Short problem
Copy each of the following items word for word, with no changes.

Data provided
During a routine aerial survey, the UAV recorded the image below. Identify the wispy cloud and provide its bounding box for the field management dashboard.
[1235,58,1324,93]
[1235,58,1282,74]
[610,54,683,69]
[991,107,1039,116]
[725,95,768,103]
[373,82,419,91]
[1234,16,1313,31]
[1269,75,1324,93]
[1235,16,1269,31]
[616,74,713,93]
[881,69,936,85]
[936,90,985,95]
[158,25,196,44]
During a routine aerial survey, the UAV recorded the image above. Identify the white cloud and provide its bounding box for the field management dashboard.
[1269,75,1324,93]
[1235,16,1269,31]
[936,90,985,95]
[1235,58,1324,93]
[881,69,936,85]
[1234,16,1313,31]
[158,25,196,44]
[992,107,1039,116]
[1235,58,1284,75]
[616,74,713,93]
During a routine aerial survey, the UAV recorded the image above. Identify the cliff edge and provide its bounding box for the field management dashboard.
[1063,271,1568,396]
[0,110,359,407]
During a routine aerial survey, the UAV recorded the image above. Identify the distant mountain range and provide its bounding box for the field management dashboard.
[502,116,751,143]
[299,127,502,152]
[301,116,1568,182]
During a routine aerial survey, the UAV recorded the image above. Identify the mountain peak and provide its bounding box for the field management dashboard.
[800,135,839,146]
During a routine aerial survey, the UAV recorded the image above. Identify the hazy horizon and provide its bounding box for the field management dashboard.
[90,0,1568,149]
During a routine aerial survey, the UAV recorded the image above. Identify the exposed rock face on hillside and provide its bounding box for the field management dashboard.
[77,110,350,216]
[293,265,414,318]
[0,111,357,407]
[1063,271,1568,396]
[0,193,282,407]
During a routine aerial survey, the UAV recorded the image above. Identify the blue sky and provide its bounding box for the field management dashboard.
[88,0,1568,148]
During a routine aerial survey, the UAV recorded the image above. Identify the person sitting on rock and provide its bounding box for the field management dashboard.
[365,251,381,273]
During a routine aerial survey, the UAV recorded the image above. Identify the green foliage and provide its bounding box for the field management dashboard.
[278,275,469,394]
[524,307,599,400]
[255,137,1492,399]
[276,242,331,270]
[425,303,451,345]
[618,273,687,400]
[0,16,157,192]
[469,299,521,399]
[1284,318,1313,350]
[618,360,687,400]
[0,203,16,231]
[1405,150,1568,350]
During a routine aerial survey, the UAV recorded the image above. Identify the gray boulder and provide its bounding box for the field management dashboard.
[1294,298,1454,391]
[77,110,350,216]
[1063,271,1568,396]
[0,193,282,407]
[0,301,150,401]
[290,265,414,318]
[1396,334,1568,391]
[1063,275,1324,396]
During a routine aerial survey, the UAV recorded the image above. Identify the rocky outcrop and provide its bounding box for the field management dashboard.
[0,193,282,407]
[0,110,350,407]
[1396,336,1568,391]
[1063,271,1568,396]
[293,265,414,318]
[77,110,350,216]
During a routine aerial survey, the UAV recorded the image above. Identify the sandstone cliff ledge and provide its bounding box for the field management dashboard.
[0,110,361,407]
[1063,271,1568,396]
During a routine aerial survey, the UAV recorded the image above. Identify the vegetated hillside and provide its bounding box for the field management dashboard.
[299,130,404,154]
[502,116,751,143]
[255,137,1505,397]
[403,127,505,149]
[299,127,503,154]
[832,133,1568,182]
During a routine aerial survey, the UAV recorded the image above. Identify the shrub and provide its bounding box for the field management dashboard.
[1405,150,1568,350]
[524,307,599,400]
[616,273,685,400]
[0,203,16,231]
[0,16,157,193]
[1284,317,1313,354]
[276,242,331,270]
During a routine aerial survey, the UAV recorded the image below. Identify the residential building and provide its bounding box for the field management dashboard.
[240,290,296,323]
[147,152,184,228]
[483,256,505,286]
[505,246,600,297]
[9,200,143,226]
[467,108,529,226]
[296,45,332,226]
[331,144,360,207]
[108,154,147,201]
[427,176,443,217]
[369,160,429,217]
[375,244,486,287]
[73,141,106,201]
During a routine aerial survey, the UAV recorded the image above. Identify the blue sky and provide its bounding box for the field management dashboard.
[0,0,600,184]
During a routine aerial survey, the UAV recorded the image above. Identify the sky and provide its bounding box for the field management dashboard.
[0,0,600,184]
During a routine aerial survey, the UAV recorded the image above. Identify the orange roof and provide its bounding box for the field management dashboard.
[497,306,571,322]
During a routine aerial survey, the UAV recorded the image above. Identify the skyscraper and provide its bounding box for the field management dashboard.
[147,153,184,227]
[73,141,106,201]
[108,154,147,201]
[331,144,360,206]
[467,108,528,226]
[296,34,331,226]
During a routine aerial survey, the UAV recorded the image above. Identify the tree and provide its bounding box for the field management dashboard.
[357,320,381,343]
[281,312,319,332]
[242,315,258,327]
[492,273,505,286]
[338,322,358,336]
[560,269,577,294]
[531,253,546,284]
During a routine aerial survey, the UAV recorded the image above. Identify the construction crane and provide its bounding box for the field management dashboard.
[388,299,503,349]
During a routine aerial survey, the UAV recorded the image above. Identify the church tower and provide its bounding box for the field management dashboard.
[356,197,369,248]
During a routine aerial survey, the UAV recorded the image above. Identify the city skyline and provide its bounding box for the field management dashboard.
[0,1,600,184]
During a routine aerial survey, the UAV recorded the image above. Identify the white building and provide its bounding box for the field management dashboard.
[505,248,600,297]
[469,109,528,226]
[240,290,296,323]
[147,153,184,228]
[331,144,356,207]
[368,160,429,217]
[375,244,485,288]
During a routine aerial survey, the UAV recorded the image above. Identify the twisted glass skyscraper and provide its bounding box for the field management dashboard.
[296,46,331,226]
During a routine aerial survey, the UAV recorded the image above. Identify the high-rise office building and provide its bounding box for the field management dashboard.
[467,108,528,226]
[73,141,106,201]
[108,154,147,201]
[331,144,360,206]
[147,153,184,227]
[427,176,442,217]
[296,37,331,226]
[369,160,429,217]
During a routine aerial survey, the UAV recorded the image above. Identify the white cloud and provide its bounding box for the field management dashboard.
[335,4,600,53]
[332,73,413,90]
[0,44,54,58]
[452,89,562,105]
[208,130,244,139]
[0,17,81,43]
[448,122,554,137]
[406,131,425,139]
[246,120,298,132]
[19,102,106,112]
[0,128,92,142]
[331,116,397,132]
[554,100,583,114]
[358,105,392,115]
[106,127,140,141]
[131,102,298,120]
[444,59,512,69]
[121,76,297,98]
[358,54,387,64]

Finished task
During a routine aerial survey, the UAV recorded the image below. Identify the wispy cloud and provide its bounding box for the field management dashboard.
[1235,58,1324,93]
[1235,58,1282,74]
[610,54,683,69]
[991,107,1039,116]
[725,95,768,103]
[373,82,419,91]
[1234,16,1313,31]
[1269,75,1324,93]
[1235,16,1269,31]
[616,74,713,93]
[881,69,936,85]
[936,90,985,95]
[158,25,196,44]
During a routine aerial survey, the UAV recorded the image above. Identify the white cloud and provide its bounding box for the field management dashboard.
[1269,75,1324,93]
[1235,16,1269,31]
[936,90,985,95]
[1235,58,1324,93]
[881,69,936,85]
[1234,16,1313,31]
[158,25,196,44]
[992,107,1039,116]
[1235,58,1284,75]
[616,74,713,93]
During a routine aerial survey, the UAV recorded the image above. Identify the cliff edge and provide its bounding box for the field management dashboard.
[1063,271,1568,396]
[0,110,359,407]
During a routine aerial survey, the UAV recorded the image above. Identify the distant mountain range and provide its bounding box for the field management dashboard.
[502,116,751,143]
[299,127,502,152]
[301,116,1568,182]
During a routine aerial survey, the UAV recorded the image above. Identify the mountain peak and provide its bounding box for the field management dashboard.
[800,135,839,146]
During a routine aerial survey, the UAV recorded the image above. Identify the hazy horizon and provide its bounding box for the field management dashboard.
[90,0,1568,149]
During a routine aerial survey, the UAV recorded the image above. Identify the exposed rock face on hillside and provide its bounding box for the field management dashboard.
[77,110,350,216]
[293,265,414,318]
[0,111,357,407]
[1063,271,1568,396]
[0,193,282,407]
During a routine aerial survey, the UAV recorded the image above. Identify the blue sky and provide its bounding box for the field management dashboard.
[88,0,1568,148]
During a routine aerial survey, the UAV recorded the image above. Identify the person sitting on rock and provide its bounding box for the field management dashboard.
[365,251,381,273]
During a routine aerial survey, the UAV recorded the image above. Identify the green foliage and provide its bounding box for the field management dashboard.
[278,275,469,394]
[524,307,599,400]
[255,137,1492,399]
[276,242,331,270]
[425,303,451,345]
[618,273,687,400]
[0,16,157,192]
[469,299,521,399]
[1284,318,1313,350]
[618,360,687,400]
[0,203,16,231]
[1405,150,1568,350]
During a routine aerial survey, the UAV recorded the image above. Identify the gray boulder and provide its bounding box for the field management dashboard.
[1294,298,1454,391]
[77,110,350,216]
[1063,271,1568,396]
[0,193,282,407]
[0,301,150,401]
[290,265,414,318]
[1396,334,1568,391]
[1063,275,1324,396]
During a routine aerial survey, the UAV recorded the image above. Identify the rocky outcrop and provide its bounding box for the field management dashboard.
[0,193,282,407]
[0,110,350,407]
[1396,336,1568,391]
[1063,271,1568,396]
[293,265,414,318]
[77,110,350,216]
During a routine aerial survey, the UAV recorded the image above. Identify the sandstone cliff ledge and provide its bounding box for the field management dashboard.
[0,110,361,407]
[1063,271,1568,396]
During a routine aerial survey, the UAV recorded the image above. Identify the vegetated hillside and provide its bounding box for the field management dashboard.
[299,130,404,154]
[502,116,751,143]
[255,137,1505,397]
[403,127,505,149]
[299,127,503,154]
[832,133,1568,182]
During a routine aerial survey, the UAV recorded the image above. Identify the shrub and provide its bounding box for the field management dashboard.
[1405,150,1568,350]
[524,307,599,400]
[616,273,685,400]
[0,203,16,231]
[0,16,157,193]
[1284,317,1313,354]
[276,242,331,270]
During a routine aerial survey, the UAV recorded the image below. Identify the residential building and provide its bounding box for the field management dashboard.
[240,290,296,323]
[147,152,184,228]
[483,256,505,286]
[505,246,600,297]
[9,200,143,226]
[467,108,529,226]
[296,45,332,226]
[331,144,360,207]
[108,154,147,201]
[427,176,443,217]
[369,160,429,217]
[375,244,486,287]
[73,141,106,201]
During a routine aerial survey, the UAV recorded the image above. Identify the blue sky and provide its bounding box for the field management dashboard.
[0,0,600,184]
During a routine aerial survey, the UAV recorded the image above. Identify the sky and provide its bounding box for the field management dashboard.
[0,0,600,184]
During a routine aerial survey, the UAV recorded the image above. Identify the orange roof and provide its bounding box for the field management dashboard.
[497,306,571,322]
During a routine aerial survey, the UAV recorded the image above. Identify the skyscraper and provide its bounding box for the field management dashboard.
[147,153,184,227]
[73,141,106,201]
[108,154,147,201]
[331,144,360,206]
[467,108,528,226]
[296,34,331,226]
During a routine aerial survey, the UAV recorded the image above. Identify the tree and provide its bounding box for the field management dashboard.
[357,320,381,343]
[281,312,319,332]
[242,315,258,327]
[492,273,505,286]
[338,322,358,336]
[560,269,577,294]
[531,253,546,284]
During a routine aerial survey, the UAV recorded the image above. Identify the construction crane and provide its bounding box for the field management dashboard.
[388,299,503,349]
During a routine aerial survey, the UAV recorded the image above. Identify the church tower and provide its bounding box for the field management dashboard.
[356,197,369,248]
During a routine aerial survey, the UAV recorded the image above. Identify the city skyline and provide its bounding box for the field management dashboard.
[0,1,600,184]
During a routine aerial survey, the UAV recorded the image above. Identify the white building and provide its bounding box for the field management dashboard.
[505,248,600,297]
[469,109,528,226]
[240,290,296,323]
[147,153,184,228]
[331,144,356,207]
[368,160,429,217]
[375,244,485,288]
During a routine aerial survey, the UAV recorded the image above. Identify the twisted glass skyscraper and provide its bounding box for the field management dashboard.
[296,46,331,226]
During a routine aerial survey, the UAV recorded the image above. Identify the high-rise office building and provide its bounding box for the field management dashboard.
[467,108,528,226]
[73,141,106,201]
[108,154,147,201]
[331,144,360,206]
[147,153,184,227]
[427,176,442,217]
[296,37,331,226]
[369,160,429,217]
During a routine aerial survey, the UAV recorded the image above. Identify the white cloud and provide its bounding box for the field management dashboard.
[335,4,600,53]
[332,73,413,90]
[0,44,54,58]
[452,89,562,105]
[208,130,244,139]
[0,17,81,43]
[448,122,554,137]
[406,131,425,139]
[246,120,298,132]
[19,102,106,112]
[0,128,92,142]
[331,116,397,132]
[554,100,583,114]
[358,105,392,115]
[106,127,140,141]
[131,102,298,120]
[444,59,512,69]
[121,76,297,98]
[358,54,387,64]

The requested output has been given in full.